* START *

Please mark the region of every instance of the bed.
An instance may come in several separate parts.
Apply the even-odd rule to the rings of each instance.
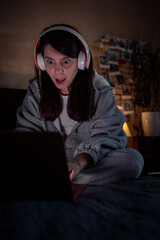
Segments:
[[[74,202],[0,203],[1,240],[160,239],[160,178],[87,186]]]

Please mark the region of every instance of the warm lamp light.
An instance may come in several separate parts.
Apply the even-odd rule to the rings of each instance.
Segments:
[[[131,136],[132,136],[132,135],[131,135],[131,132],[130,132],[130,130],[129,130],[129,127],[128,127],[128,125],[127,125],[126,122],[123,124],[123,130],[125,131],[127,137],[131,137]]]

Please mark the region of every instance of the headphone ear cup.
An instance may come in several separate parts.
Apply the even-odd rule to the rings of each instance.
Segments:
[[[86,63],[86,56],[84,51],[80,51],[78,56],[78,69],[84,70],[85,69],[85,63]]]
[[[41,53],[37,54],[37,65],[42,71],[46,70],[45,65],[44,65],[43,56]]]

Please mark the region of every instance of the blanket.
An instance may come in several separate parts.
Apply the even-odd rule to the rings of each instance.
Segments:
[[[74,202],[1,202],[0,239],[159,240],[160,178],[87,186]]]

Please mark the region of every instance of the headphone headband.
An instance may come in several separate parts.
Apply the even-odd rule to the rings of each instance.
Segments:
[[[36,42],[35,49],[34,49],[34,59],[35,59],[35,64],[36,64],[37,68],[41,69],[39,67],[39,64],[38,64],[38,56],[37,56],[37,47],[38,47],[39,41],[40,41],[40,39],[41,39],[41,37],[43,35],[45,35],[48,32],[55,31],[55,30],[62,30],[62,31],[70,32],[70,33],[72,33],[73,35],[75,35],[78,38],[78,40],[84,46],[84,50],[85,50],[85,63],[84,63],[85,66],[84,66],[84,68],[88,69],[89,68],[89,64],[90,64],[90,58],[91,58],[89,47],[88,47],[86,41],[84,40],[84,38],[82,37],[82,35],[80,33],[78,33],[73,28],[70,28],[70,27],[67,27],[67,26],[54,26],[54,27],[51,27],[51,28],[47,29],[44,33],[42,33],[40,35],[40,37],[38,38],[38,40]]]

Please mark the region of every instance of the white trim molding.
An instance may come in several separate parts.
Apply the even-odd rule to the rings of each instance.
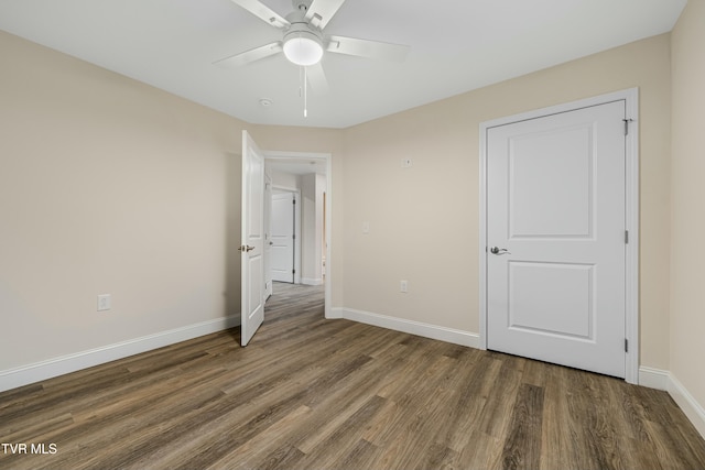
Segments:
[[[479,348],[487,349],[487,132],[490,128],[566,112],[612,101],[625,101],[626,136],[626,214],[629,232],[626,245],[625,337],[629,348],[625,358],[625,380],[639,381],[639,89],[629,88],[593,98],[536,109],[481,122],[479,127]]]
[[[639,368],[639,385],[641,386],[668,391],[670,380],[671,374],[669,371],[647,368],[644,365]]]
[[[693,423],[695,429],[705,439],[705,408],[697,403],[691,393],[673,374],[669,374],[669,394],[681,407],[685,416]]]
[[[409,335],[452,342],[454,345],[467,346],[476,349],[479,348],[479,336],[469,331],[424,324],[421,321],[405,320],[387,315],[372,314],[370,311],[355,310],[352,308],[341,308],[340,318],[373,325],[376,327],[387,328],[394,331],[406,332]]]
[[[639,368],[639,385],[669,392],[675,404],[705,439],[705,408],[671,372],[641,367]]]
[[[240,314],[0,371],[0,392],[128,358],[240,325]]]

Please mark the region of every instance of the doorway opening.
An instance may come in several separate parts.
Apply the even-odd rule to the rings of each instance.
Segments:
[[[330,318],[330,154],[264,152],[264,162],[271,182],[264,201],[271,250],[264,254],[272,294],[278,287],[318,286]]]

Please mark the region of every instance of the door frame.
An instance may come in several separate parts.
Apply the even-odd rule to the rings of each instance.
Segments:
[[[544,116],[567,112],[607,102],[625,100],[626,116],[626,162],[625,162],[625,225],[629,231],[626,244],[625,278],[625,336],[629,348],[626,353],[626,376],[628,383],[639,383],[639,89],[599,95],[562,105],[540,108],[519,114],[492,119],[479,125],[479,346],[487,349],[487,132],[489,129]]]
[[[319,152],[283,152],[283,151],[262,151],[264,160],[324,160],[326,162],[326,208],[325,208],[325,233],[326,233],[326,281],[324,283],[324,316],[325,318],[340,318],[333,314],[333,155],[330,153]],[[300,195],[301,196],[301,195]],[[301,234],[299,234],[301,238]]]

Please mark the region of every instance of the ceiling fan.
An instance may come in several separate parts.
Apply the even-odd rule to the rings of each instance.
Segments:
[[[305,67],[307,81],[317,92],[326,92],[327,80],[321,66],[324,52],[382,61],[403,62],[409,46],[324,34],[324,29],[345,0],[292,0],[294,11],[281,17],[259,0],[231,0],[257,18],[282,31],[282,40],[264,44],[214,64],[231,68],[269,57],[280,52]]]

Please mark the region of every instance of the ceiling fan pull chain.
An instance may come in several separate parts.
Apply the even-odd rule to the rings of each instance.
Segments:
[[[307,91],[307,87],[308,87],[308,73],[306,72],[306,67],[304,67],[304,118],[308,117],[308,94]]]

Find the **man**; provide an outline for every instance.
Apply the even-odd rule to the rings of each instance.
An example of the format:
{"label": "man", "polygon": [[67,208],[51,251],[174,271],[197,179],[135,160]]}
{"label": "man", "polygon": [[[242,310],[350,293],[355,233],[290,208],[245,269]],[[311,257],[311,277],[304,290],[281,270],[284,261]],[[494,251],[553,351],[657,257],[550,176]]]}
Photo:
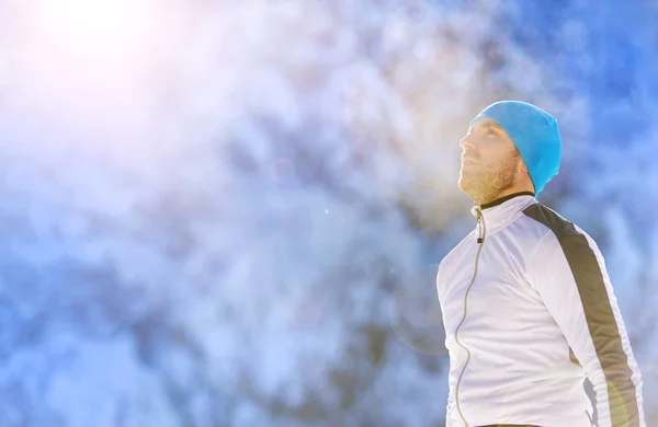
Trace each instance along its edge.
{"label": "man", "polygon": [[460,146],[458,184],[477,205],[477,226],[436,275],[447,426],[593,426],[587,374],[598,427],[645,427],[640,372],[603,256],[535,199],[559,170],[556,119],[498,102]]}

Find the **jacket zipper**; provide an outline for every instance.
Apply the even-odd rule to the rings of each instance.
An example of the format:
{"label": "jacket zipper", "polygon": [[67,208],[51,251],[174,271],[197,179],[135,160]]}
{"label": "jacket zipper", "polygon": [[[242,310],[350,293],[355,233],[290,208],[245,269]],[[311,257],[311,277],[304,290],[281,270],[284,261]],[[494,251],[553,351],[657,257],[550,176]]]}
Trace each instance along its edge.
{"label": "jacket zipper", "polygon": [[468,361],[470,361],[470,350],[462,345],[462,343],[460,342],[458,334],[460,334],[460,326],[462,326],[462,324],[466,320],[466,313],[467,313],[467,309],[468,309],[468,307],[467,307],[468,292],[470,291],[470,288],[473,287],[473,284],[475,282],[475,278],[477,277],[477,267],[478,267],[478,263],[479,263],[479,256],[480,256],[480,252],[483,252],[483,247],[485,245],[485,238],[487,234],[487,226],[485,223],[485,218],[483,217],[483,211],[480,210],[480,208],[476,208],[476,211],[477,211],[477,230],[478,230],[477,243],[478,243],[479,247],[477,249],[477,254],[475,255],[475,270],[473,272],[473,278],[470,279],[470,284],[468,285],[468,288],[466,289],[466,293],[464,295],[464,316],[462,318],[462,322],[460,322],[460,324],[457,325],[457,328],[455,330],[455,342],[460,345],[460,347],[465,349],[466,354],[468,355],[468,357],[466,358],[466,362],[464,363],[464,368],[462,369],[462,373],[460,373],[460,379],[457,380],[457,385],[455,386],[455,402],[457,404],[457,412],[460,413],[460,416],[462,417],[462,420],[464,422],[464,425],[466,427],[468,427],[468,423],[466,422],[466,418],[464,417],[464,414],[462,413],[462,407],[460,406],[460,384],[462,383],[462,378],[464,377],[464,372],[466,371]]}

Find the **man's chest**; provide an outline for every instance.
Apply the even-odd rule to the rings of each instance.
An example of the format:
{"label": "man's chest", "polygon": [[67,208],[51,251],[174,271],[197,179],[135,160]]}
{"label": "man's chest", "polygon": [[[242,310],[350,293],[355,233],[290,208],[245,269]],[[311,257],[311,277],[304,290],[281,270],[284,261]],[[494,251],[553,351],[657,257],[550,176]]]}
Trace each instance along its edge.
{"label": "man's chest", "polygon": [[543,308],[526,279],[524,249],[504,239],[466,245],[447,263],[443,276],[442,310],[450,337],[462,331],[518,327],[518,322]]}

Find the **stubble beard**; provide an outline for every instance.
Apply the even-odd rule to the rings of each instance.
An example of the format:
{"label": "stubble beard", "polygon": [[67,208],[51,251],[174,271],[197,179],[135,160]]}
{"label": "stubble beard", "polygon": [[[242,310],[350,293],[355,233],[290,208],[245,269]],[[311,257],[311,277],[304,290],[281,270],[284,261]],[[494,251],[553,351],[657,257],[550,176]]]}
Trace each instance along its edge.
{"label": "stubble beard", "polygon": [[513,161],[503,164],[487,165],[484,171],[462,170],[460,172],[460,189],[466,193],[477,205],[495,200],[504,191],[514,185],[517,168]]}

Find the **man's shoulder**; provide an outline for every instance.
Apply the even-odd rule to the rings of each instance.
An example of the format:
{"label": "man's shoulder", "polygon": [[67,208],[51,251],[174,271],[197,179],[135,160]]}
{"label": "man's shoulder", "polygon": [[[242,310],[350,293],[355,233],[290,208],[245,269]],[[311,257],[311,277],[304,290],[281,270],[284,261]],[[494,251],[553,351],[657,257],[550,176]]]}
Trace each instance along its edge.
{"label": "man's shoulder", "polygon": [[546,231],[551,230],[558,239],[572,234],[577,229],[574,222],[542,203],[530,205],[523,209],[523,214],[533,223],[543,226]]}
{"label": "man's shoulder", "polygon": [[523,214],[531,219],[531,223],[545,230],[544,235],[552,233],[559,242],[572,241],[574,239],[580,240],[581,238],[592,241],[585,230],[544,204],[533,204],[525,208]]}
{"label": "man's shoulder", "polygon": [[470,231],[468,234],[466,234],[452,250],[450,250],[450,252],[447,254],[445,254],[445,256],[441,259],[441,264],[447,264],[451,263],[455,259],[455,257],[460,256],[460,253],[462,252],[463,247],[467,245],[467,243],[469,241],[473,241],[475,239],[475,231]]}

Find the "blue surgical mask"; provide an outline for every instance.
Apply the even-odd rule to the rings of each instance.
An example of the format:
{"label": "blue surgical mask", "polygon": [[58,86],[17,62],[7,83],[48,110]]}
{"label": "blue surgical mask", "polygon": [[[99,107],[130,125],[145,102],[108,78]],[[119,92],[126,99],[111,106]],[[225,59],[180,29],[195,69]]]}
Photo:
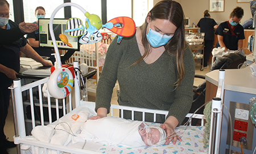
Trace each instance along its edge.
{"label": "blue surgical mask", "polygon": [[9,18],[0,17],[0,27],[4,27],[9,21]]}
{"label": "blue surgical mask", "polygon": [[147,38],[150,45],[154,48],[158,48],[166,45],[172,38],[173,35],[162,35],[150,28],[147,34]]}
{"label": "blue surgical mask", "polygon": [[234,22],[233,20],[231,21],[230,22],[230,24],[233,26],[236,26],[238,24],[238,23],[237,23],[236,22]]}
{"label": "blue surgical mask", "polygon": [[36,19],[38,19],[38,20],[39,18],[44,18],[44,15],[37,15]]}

* END *

### Set task
Rewrite everything from the start of the material down to the line containing "[[[74,202],[0,203],[1,240],[160,239],[160,178],[87,186]]]", both ends included, keeping the instructions as they are. Multiply each polygon vertex coordinate in the answer by 0.5, round it to a whole number with halves going up, and omit the picture.

### Task answer
Please mark the region of every instance of the bed.
An instance may come in several separate parts.
Apply the even-odd rule to the rings of each instance.
Segments:
[[[37,101],[0,102],[1,120],[80,120],[80,89],[44,93]]]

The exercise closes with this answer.